» **Goal**
Reproduce the material below line for line, without changing a word. Leave out the pictures.

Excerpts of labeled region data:
+++

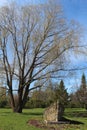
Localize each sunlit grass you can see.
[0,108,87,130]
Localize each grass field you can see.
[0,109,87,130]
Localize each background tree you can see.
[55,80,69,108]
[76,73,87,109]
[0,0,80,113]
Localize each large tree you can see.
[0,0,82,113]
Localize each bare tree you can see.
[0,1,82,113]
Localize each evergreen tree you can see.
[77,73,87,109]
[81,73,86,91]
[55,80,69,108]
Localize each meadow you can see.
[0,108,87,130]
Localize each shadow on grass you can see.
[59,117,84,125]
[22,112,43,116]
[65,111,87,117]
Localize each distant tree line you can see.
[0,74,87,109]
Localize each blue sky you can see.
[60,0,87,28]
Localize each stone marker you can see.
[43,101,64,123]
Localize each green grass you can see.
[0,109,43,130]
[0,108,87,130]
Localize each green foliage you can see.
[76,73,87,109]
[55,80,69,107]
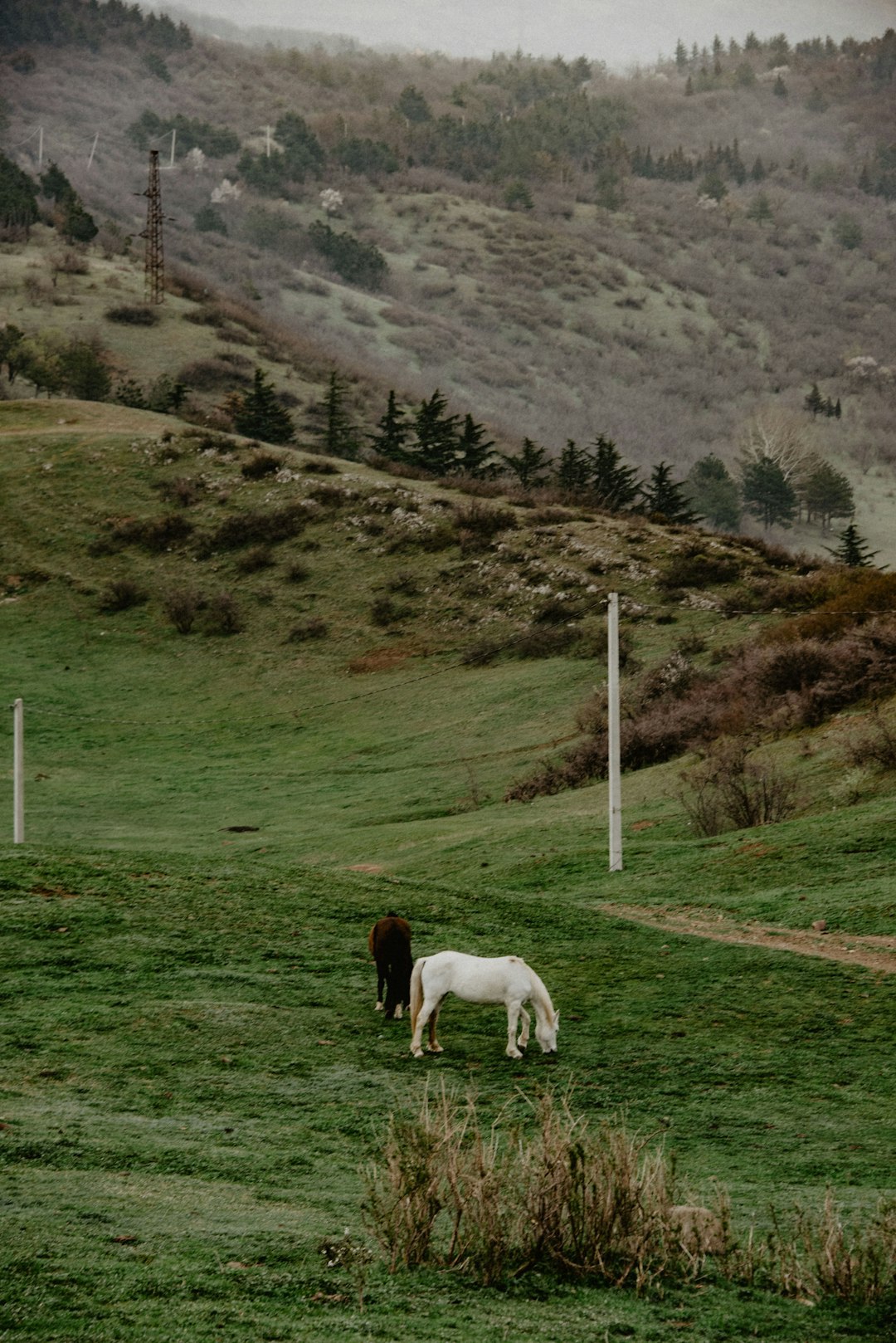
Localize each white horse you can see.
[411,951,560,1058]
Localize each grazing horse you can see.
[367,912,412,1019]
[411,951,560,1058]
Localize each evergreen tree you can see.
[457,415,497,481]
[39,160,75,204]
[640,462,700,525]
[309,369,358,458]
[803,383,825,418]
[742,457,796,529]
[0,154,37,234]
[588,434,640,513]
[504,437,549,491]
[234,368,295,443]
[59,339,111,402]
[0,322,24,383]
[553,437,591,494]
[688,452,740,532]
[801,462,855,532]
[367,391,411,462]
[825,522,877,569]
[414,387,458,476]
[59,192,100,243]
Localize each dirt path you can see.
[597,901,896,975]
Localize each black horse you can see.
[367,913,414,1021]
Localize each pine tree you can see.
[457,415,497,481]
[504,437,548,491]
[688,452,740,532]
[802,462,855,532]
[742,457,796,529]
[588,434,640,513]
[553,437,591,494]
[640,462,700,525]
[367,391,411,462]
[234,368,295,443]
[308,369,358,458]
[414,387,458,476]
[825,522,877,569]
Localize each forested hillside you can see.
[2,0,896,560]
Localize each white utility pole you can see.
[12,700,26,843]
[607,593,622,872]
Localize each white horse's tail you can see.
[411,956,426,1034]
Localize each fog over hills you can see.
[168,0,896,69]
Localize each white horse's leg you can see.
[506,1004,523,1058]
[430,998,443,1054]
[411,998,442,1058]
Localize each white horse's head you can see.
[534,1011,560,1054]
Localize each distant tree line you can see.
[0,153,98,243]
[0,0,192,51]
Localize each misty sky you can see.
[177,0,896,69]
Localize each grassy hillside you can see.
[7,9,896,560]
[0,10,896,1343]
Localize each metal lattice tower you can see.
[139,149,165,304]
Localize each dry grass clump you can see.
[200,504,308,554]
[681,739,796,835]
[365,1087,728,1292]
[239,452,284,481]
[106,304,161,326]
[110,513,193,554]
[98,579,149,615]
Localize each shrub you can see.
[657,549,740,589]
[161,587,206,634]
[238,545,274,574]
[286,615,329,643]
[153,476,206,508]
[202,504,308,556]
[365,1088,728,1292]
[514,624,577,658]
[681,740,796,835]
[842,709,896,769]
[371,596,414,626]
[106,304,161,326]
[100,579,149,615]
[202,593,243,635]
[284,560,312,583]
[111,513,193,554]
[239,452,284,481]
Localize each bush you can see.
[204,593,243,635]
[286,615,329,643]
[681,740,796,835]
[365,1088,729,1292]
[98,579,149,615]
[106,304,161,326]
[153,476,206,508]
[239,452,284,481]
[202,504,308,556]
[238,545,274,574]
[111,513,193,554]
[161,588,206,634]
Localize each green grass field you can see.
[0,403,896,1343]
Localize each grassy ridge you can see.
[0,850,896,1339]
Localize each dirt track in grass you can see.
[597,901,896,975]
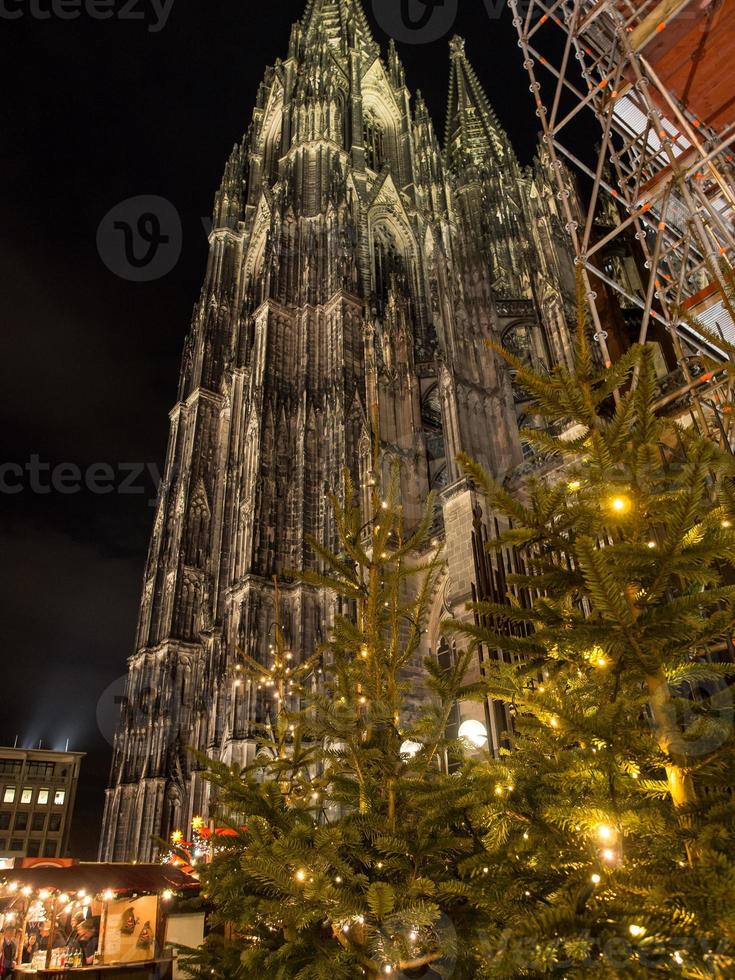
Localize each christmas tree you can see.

+++

» **Full solution**
Localize each sunlit grass you can see.
[0,108,87,130]
Localize each grass field you can see.
[0,109,87,130]
Localize each background tree you can see.
[55,80,69,108]
[76,73,87,109]
[0,0,80,113]
Localize each large tree you can see.
[0,0,82,113]
Localize each bare tree you can see.
[0,1,82,113]
Localize each evergreen tree you can see.
[77,73,87,109]
[81,73,86,91]
[55,80,69,108]
Localize each meadow you can see.
[0,108,87,130]
Localize each shadow on grass you can see.
[59,117,84,125]
[22,112,43,116]
[65,111,87,117]
Localize each distant tree line you can see.
[0,74,87,109]
Localize each blue sky you can see.
[60,0,87,28]
Localize each stone marker you can see.
[43,101,64,123]
Localize each green grass you can see.
[0,109,43,130]
[0,108,87,130]
Localize each green foliage you can see.
[76,73,87,109]
[55,80,69,107]
Localize each white horse you can see.
[411,951,560,1058]
Localize each grazing horse you can see.
[367,912,412,1019]
[411,951,560,1058]
Localize each evergreen tree you can see.
[457,415,497,481]
[39,160,75,204]
[640,462,700,525]
[309,369,358,458]
[803,383,825,418]
[742,457,796,529]
[0,154,37,234]
[588,434,640,513]
[504,437,549,491]
[234,368,295,443]
[59,339,111,402]
[0,322,24,383]
[553,437,591,494]
[688,452,740,532]
[801,462,855,532]
[367,391,411,462]
[825,522,877,569]
[414,387,458,476]
[59,192,100,243]
Localize each dirt path you can see.
[597,901,896,975]
Localize each black horse you can see.
[367,913,414,1021]
Localize each pine tree you can see.
[457,415,497,481]
[504,437,548,491]
[688,452,740,532]
[802,462,855,532]
[742,457,796,529]
[588,434,640,513]
[553,437,591,494]
[640,462,700,525]
[367,391,411,462]
[234,368,295,443]
[308,369,358,458]
[414,387,458,476]
[825,522,877,569]
Localize each forested hillside you can see.
[2,0,896,560]
Localize each white utility pole you can see.
[12,700,26,843]
[607,593,622,872]
Localize each white horse's tail you can see.
[411,956,426,1034]
Localize each fog over hills you can see.
[168,0,896,69]
Localize each white horse's leg you can see.
[506,1004,523,1058]
[430,998,443,1054]
[411,998,442,1058]
Localize each white horse's head you can see.
[534,1011,560,1054]
Localize each distant tree line you can see.
[0,153,98,243]
[0,0,192,51]
Localize each misty sky you can see.
[177,0,896,69]
Localize each grassy hillside you can see.
[7,9,896,560]
[0,10,896,1343]
Localize each metal lattice tower you can see.
[139,149,165,304]
Localize each dry grass clump you can see.
[200,504,308,554]
[681,739,796,835]
[365,1087,728,1292]
[239,452,284,481]
[106,304,161,326]
[110,513,193,554]
[98,579,149,615]
Localize each shrub you can see.
[657,549,740,589]
[161,587,206,634]
[238,545,274,574]
[286,615,329,643]
[153,476,206,508]
[202,504,308,556]
[365,1088,728,1292]
[514,624,577,658]
[681,740,796,835]
[842,709,896,769]
[371,596,414,626]
[106,304,161,326]
[100,579,149,615]
[202,593,243,635]
[284,560,312,583]
[111,513,193,554]
[239,452,284,481]
Localize each bush you can see.
[204,593,243,635]
[286,615,329,643]
[681,740,796,835]
[365,1088,729,1292]
[98,579,149,615]
[106,304,161,326]
[153,476,206,508]
[239,452,284,481]
[202,504,308,556]
[238,545,274,574]
[111,513,193,554]
[161,588,206,634]
Localize each green grass field you can see.
[0,403,896,1343]
Localize each grassy ridge you can see.
[0,850,896,1339]
Localize each dirt track in grass you can see.
[597,901,896,975]
Localize each christmas tree you can see.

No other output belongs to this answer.